** Consignes **
1. Dans l'extrait sur le PSP, extrayez mot pour mot le passage qui va de « D’autre part, pour » à « définir les contours. ».
2. D'après l'extrait sur le PSP, à combien s'élevait environ le commerce entre le Canada, les États-Unis et le Mexique en 2006 ?

** Extrait à lire **
•••

Quelles que soient leurs causes, ils se rejoignent pour réclamer plus de transparence et dénoncer le « déficit démocratique » entourant le débat, les clôtures et les autres mesures assurant la sécurité des participants et le bon déroulement du sommet ne faisant que renforcer l’image de portes closes et de secret.
Ces groupes font ainsi tâche utile en attirant l’attention sur un processus très technique et peu médiatique. Mais toute la cacophonie qu’elle entraîne masque l’importance et les enjeux du PSP : la redéfinition de l’espace nord-américain.
Un complot?
Le « secret » entourant le PSP ne découle pas tant d’un quelconque complot. Il provient d’une part de l’approche décentralisée adoptée, dite de la base vers le haut (bottom-up). Il appartient ainsi à des groupes de travail formés de hauts fonctionnaires, de représentants et d’experts des divers domaines de formuler des propositions visant à améliorer la compétitivité nationale ainsi que la fluidité du commerce et des investissements dans un contexte sécuritaire accru. Les échanges peuvent porter tout autant sur les questions de douanes et la « frontière intelligente », le commerce électronique, l’environnement, la création d’un tarif extérieur commun, les partenariats publics-privés, la sécurité énergétique ou encore les normes industrielles, etc. Aussi, ne faut-il pas trop se s’étonner si les entreprises et les différentes communautés d’affaires nationales sont des interlocuteurs privilégiés et occupent l’avant-plan du processus consultatif. Ce sont elles qui, quotidiennement, sont confrontées aux entraves au commerce. Cette dynamique des petits pas qui vise à régler les problèmes au fur et à mesure où ils peuvent se présenter (certains parlent de pragmatisme) alimente néanmoins un vaste mouvement d’homogénéisation des normes réglementaires à l’échelle continentale.
D’autre part, pour les élites politiques et économiques, la question de fond, le débat sur l’à-propos de l’intégration économique de l’Amérique du Nord, est largement chose du passé. Il fut tranché par l’Accord de libre-échange canada-américain (ALE) en 1989 et, par la suite, par l’Accord de libre-échange nord-américain (ALENA) de 1994. L’intégration économique devient chaque jour de plus en plus une réalité. Beaucoup d’entreprises, grandes et petites, incluent désormais l’ensemble du continent dans leurs plans d’affaires et de développement. Les chiffres ne mentent pas. Entre 1995 et 2006, le commerce entre le Canada, les États-Unis et le Mexique a littéralement explosé, passant de 390 milliards $US à environ 850 milliards. En cela, pour les divers intervenants, il ne s’agit pas de tergiverser sur l’intégration économique, ils s’agit plutôt d’en définir les contours.

•••

(Relevés de pointage d'objets nommés)
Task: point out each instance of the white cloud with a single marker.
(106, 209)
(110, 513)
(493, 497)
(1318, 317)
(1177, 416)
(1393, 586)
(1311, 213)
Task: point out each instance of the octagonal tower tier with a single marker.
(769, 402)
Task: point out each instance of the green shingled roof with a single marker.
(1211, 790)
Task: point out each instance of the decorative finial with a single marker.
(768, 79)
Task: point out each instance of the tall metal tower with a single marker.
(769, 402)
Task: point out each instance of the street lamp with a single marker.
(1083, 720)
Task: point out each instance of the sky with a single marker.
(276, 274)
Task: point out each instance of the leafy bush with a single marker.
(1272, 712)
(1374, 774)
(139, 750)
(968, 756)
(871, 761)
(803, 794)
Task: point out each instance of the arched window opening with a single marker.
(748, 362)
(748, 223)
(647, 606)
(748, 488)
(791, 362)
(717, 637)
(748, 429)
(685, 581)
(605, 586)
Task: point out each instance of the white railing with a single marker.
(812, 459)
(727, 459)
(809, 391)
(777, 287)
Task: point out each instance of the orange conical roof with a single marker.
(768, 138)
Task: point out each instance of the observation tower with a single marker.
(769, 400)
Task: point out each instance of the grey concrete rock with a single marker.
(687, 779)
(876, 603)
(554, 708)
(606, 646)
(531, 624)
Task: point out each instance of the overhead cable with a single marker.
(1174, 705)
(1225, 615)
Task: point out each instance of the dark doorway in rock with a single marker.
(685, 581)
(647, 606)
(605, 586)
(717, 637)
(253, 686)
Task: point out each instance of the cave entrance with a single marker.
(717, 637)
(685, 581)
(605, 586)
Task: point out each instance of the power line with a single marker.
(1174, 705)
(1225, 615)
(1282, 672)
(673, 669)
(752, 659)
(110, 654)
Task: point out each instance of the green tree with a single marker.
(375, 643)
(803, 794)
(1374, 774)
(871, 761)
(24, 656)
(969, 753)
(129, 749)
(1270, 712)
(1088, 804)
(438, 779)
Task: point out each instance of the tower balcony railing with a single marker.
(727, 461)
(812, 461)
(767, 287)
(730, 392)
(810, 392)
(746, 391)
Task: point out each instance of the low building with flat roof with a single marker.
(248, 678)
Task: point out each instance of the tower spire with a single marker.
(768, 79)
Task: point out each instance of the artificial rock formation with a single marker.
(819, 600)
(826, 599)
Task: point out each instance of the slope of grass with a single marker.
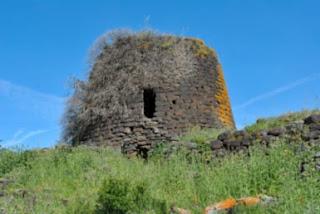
(69, 180)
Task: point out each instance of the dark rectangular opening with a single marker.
(149, 100)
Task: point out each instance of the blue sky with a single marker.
(269, 50)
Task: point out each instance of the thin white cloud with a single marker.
(277, 91)
(41, 104)
(20, 137)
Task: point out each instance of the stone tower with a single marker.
(145, 88)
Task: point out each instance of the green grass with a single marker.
(69, 180)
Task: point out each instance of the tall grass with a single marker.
(69, 180)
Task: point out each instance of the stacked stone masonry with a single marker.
(185, 77)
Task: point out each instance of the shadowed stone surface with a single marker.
(147, 89)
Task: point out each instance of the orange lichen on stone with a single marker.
(224, 205)
(249, 201)
(201, 50)
(223, 109)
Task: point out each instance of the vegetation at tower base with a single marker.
(145, 88)
(101, 180)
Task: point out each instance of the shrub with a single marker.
(10, 160)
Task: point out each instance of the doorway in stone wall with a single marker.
(149, 100)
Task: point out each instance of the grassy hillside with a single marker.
(99, 180)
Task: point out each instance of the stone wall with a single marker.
(185, 76)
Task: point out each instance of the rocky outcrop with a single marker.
(305, 132)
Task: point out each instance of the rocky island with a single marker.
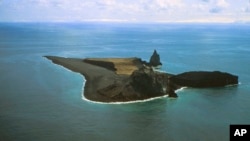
(130, 79)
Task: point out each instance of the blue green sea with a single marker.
(41, 101)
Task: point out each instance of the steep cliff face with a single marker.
(201, 79)
(155, 60)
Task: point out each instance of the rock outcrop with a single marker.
(202, 79)
(155, 60)
(143, 83)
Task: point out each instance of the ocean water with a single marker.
(41, 101)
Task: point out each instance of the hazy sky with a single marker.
(126, 10)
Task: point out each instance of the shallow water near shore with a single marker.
(42, 101)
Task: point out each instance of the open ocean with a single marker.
(41, 101)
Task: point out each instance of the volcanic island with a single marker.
(132, 79)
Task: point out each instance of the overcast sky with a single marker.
(126, 10)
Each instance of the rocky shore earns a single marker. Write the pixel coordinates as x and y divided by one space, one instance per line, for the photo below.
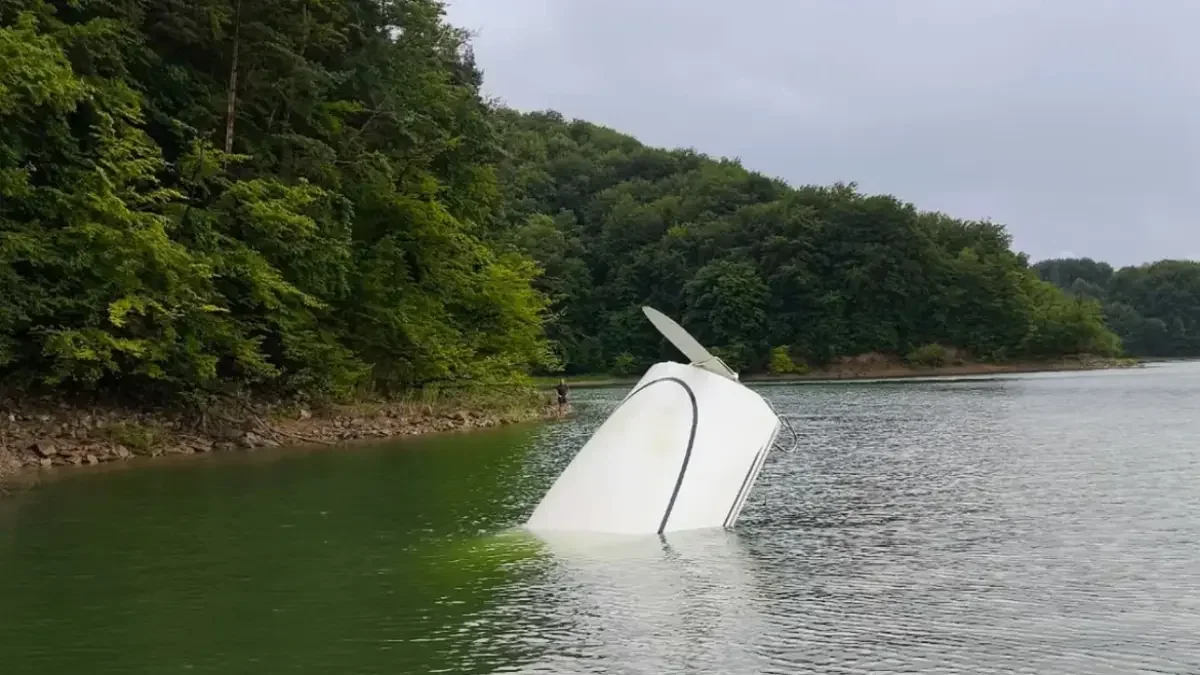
42 435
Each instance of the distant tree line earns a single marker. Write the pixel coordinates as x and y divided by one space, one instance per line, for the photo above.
313 197
763 273
1153 308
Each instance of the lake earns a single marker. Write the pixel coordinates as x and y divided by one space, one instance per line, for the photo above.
1041 524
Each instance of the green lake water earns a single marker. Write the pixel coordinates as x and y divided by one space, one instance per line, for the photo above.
1027 524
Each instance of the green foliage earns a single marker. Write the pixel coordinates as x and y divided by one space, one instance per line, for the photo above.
1155 308
748 262
313 198
337 243
929 356
781 363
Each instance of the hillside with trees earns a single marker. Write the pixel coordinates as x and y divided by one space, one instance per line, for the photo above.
312 197
762 272
1155 308
269 195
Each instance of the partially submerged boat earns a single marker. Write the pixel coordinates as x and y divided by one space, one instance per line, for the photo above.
681 452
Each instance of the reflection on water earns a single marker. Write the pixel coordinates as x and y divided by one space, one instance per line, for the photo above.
1036 524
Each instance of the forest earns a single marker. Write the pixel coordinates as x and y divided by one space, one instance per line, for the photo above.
1153 308
315 197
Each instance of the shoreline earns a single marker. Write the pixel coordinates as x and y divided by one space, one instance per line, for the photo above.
856 371
49 435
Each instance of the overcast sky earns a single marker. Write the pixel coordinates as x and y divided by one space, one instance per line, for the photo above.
1074 123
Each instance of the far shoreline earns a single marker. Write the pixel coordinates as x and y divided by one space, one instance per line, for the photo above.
48 435
889 370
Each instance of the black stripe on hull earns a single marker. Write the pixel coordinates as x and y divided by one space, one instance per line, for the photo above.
691 440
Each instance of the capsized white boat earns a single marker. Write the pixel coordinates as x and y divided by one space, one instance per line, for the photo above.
681 452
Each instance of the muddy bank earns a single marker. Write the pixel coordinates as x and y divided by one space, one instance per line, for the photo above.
39 435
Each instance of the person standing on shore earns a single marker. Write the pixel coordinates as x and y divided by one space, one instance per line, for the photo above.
562 394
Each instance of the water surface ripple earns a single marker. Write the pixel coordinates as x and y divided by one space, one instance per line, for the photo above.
1039 524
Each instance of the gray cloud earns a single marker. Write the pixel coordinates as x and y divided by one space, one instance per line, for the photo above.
1072 121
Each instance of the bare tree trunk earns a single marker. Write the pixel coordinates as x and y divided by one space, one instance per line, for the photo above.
232 107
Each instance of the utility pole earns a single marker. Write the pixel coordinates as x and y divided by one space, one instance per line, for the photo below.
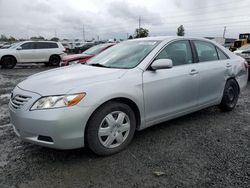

•••

** Les réponses **
1.
D’autre part, pour les élites politiques et économiques, la question de fond, le débat sur l’à-propos de l’intégration économique de l’Amérique du Nord, est largement chose du passé. Il fut tranché par l’Accord de libre-échange canada-américain (ALE) en 1989 et, par la suite, par l’Accord de libre-échange nord-américain (ALENA) de 1994. L’intégration économique devient chaque jour de plus en plus une réalité. Beaucoup d’entreprises, grandes et petites, incluent désormais l’ensemble du continent dans leurs plans d’affaires et de développement. Les chiffres ne mentent pas. Entre 1995 et 2006, le commerce entre le Canada, les États-Unis et le Mexique a littéralement explosé, passant de 390 milliards $US à environ 850 milliards. En cela, pour les divers intervenants, il ne s’agit pas de tergiverser sur l’intégration économique, ils s’agit plutôt d’en définir les contours.

2. À environ 850 milliards $US.